■ PARTS OF THE EXERCISE ■
**A)** In the visa appeal forum thread, how long do the original poster's sources say an appeal may take?
**B)** Reproduce word for word everything in the visa appeal forum thread from "## dave_c (Jul" down to "response to appeal).".
**C)** Carry the visa appeal forum thread on from the point where it stops.

■ TEXT SHOWN ■
# New application while appeal is pending



## ITPersonInGreatNeed (Feb 15, 2016)

Hi All,

My extension of visa initially granted for 12 months was rejected I appealed against it.
As i'm hearing from all different sources appeal may take 4-8 months.
Can I submit new application for extension?

I do have all the necessary documents, will I be able to submit new application?

Regards,
ITPersonInGreatNeed


----------



## dave_c (Jul 1, 2015)

Hi there 

Apparently yes. We are in the same situation and our immigration attorney suggested this route if we do not think the CSV we applied for (and are currently waiting on response to appeal).

I called DHA and confirmed this but VFS says no. Will see what happens by Friday


----------



## Klipspringer (Feb 21, 2015)

ITPersonInGreatNeed said:


> Hi All,
> 
> My extension of visa initially granted for 12 months was rejected I appealed against it.
> As i'm hearing from all different sources appeal may take 4-8 months.
> ...


May I ask on what basis your application was rejected? We have also recently applied for the extension and are awaiting the outcome.

I think you will first need to cancel the appeal and then based on whether you still have more than 60 days left on your current visa, you should be able to apply for the extension again.


----------



## Tsi (Mar 2, 2016)

Hi was wondering if u got any clarity on this. I also applied for extension of my one year critical skills visa and it was rejected on the 29th of Feb. I wanted to reapply but was informed by dha call centre and by an immigration lawyer that reapplying will not work because they will see it as a way of circumventing the process. I appealed on the 7th of March and submitted the document they wanted but would also like to know about reapplying as I have all the docs and am prepared to reapply because of the horror stories I have heard about appeals.


----------



## Klipspringer (Feb 21, 2015)

■ DATA PROVIDED ■
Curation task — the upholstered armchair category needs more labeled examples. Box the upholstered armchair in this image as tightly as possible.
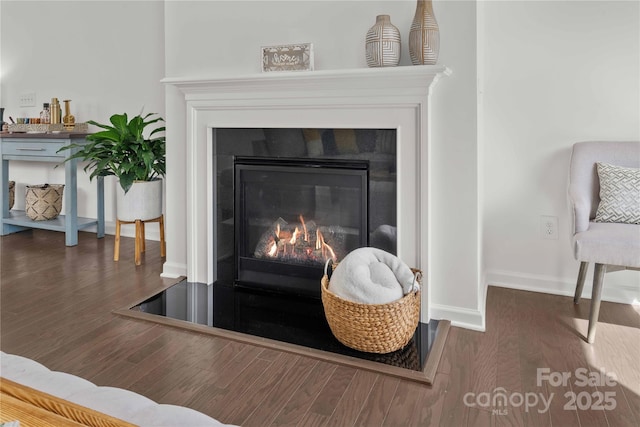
[569,141,640,343]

■ YOUR WRITTEN ANSWERS ■
**A)** 4-8 months.

**B)**
## dave_c (Jul 1, 2015)

Hi there 

Apparently yes. We are in the same situation and our immigration attorney suggested this route if we do not think the CSV we applied for (and are currently waiting on response to appeal).

**C)**
Tsi said:


> Hi was wondering if u got any clarity on this. I also applied for extension of my one year critical skills visa and it was rejected on the 29th of Feb. I wanted to reapply but was informed by dha call centre and by an immigration lawyer that reapplying will not work because they will see it as a way of circumventing the process. I appealed on the 7th of March and submitted the document they wanted but would also like to know about reapplying as I have all the docs and am prepared to reapply because of the horror stories I have heard about appeals.


Our application was also rejected and we decided not to appeal as don't want to end up in limbo forever. VFS and immigration agent have told us it is okay to apply for the renewal/extension again. They have done this successfully with one of their clients recently. In your case if you still have some time left on your visa maybe it's better to wait for the outcome of the appeal? I have heard it is not so easy to cancel an appeal. Out of interest may I ask if the outstanding document you needed to submit was on the checklist? In our case we submitted everything on the checklist but the visa was denied based on documents we hadn't submitted because they were not on the checklist.


----------



## Tsi (Mar 2, 2016)

No it was not on the check list!so frustrating! I am a pharmacist by profession and even though I submitted my certificate of registration with south african pharmacy council, they rejected on the basis that I must have an endorsement certificate from dept of health giving me permission to work in the country- this was not even on the check list!!! Fortunately I have managed to get the certificate which I submitted with the appeal.my current critical skills visa expires july I was really torn as to appeal or reapply and I really did not want to do the wrong thing as it seems dha has their own secret checklist and procedures and may inconvenience one even further


----------



## Klipspringer (Feb 21, 2015)

Argh, it makes me mad! It seems they are more interested in catching people out with apparently arbitrary or silly little things than gaining skilled professionals for the country. And in the meantime we have to suffer the consequences!


----------



## LegalMan (Dec 26, 2012)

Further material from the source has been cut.